-------- INPUT --------

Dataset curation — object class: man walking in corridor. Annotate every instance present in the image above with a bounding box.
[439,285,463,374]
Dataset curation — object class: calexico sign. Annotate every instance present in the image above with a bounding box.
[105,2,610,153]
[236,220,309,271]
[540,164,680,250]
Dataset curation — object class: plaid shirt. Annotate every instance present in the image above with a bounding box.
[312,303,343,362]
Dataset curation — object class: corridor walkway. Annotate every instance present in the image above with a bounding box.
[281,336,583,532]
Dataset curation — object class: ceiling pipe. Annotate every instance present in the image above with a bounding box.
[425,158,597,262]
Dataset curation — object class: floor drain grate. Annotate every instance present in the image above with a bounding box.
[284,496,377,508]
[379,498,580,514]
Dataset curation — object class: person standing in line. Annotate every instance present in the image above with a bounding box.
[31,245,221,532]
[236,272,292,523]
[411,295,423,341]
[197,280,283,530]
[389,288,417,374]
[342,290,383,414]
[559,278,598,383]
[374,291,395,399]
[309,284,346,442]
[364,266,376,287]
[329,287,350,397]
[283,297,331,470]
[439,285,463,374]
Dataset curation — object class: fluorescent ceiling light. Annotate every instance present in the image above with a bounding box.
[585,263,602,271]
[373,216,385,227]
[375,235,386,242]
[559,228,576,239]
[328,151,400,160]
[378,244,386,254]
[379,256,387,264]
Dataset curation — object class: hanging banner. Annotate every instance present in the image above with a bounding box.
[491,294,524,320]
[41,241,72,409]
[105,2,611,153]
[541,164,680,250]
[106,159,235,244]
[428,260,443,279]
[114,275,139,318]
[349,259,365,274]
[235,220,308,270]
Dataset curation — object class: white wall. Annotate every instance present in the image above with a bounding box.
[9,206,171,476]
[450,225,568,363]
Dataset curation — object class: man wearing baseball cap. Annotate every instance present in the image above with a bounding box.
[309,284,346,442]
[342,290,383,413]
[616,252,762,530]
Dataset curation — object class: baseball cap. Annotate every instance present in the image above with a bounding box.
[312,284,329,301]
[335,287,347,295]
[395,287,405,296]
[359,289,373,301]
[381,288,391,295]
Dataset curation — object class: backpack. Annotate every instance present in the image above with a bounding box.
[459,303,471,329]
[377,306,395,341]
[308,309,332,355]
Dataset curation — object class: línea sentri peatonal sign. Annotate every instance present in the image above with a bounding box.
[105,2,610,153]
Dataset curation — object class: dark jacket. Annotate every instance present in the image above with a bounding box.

--------

EXERCISE PROMPT: Every line of the material should come back unchanged.

RESPONSE FOR THIS EXERCISE:
Dataset curation — object class: man walking in corridor. Annotate every instance present in the image above with a bounding box.
[439,285,463,374]
Dataset curation — object class: calexico sign. Annotate every instance present in the image above with a bounding box.
[105,2,610,153]
[236,220,309,271]
[540,164,680,250]
Dataset curation — object class: plaid shirt. Annotate every instance present in the image above with a bounding box.
[312,303,343,362]
Dataset curation — object class: corridor walkway. Annotate every instance present in the image above with a bounding box.
[281,336,583,532]
Dataset curation — object class: ceiling pipe. Annotate every instance present in the image above with a bounding box.
[425,158,597,262]
Dataset curation — object class: floor drain grate. Annotate every instance present in the image above with a bounding box.
[284,496,377,508]
[379,498,580,514]
Dataset curation — object class: person standing in line. Annotate every instance present in the image above with a bounding box.
[31,245,221,532]
[236,272,292,523]
[411,295,423,341]
[197,280,283,530]
[389,288,417,374]
[342,290,383,414]
[559,278,598,383]
[374,291,395,399]
[309,284,346,442]
[364,266,376,287]
[329,287,350,397]
[283,297,331,470]
[439,285,463,374]
Dataset curation — object class: fluorescent ceiling light. Annotate every instance present in the image above with a bounding box.
[585,263,602,271]
[373,216,385,227]
[375,235,386,242]
[559,228,576,239]
[328,151,400,160]
[378,244,386,254]
[379,256,387,264]
Dataset curation — object class: hanging banner. Annotate every instance present in the image above with a bounding box.
[491,294,524,320]
[41,241,72,409]
[105,2,611,153]
[541,164,680,250]
[106,159,235,244]
[428,260,443,279]
[114,275,139,318]
[349,259,365,274]
[235,220,308,270]
Dataset curation — object class: white wall. Annotate every instance present in the image above with a bounding box.
[9,206,171,476]
[450,225,568,363]
Dataset curation — object class: man wearing baseball cap. Annotate every instance present in the image above with a bounding box.
[309,284,346,442]
[342,290,383,413]
[616,252,762,530]
Dataset curation — object class: baseball cap. Annotate every instance present in the image above with a bounding box.
[312,284,329,301]
[335,287,347,295]
[395,287,405,296]
[359,289,373,301]
[381,288,391,295]
Dataset curation — object class: backpack. Annotate every instance present in the image above with a bounding box.
[459,303,471,329]
[377,306,395,341]
[308,309,332,355]
Dataset curation — object class: línea sentri peatonal sign. Annotate every instance present in the image above with a bounding box.
[105,2,610,153]
Dataset curation — object class: dark jacket. Annotate every instance present in the image above with a bounding box.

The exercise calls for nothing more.